• [GIVEN EXERCISE]: Reproduce the records below word for word, copying every line without any change.

---+---

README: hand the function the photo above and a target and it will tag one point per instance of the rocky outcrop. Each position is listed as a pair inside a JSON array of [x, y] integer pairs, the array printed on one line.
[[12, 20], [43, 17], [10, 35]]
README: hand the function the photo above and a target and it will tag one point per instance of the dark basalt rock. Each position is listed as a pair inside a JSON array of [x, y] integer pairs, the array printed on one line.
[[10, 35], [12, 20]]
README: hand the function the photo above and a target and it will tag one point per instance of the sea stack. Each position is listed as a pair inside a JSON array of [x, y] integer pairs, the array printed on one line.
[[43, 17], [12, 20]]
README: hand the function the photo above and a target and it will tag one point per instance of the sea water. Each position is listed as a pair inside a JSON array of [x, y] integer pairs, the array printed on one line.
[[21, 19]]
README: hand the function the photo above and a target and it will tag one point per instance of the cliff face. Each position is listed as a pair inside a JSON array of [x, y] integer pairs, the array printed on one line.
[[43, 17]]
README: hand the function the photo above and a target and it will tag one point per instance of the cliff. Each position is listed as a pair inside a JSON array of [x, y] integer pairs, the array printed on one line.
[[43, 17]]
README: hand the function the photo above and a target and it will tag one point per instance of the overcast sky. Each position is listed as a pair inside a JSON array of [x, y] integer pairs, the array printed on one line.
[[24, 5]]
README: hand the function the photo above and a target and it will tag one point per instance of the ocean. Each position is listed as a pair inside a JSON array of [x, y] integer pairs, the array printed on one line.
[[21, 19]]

---+---

• [OUTPUT OF THE EXERCISE]:
README: hand the function the photo above and a target and it will tag one point per instance of the rocky outcrop. Each position is listed as a pair inside a JSON array of [x, y] integer pairs, the array printed on one line.
[[12, 20], [43, 17], [10, 35]]
README: hand the function the photo above and a target and it will tag one point per instance of the dark basalt rock. Each position is listed as a pair inside a JSON array of [x, y] integer pairs, the array printed on one line.
[[10, 35], [12, 20]]
README: hand the function the photo above and a target and it will tag one point per instance of the sea stack. Each position is listed as a pair inside a JSON array of [x, y] integer pairs, the array printed on one line.
[[43, 17], [12, 20]]
README: hand the function the photo above and a target and it will tag one point per instance of the sea water. Each position is listed as a pair inside a JSON array of [x, y] integer pairs, the array printed on one line.
[[21, 19]]
README: hand the function the photo above and a target and it will tag one point per instance of the cliff face. Each position is listed as a pair inside a JSON array of [x, y] integer pairs, the array printed on one line.
[[43, 17]]
README: hand the function the photo above and a target and it will tag one point per instance of the cliff. Each position is listed as a pair inside a JSON array of [x, y] integer pairs, the array printed on one line.
[[43, 17]]
README: hand the function the photo above and a target and it will tag one point per instance of the overcast sky. Each position is listed as a pair inside a JSON array of [x, y] integer pairs, the array printed on one line.
[[24, 5]]
README: hand the function the photo above and a target and it will tag one point per instance of the ocean. Each position is listed as a pair inside a JSON array of [x, y] integer pairs, the array printed on one line.
[[21, 19]]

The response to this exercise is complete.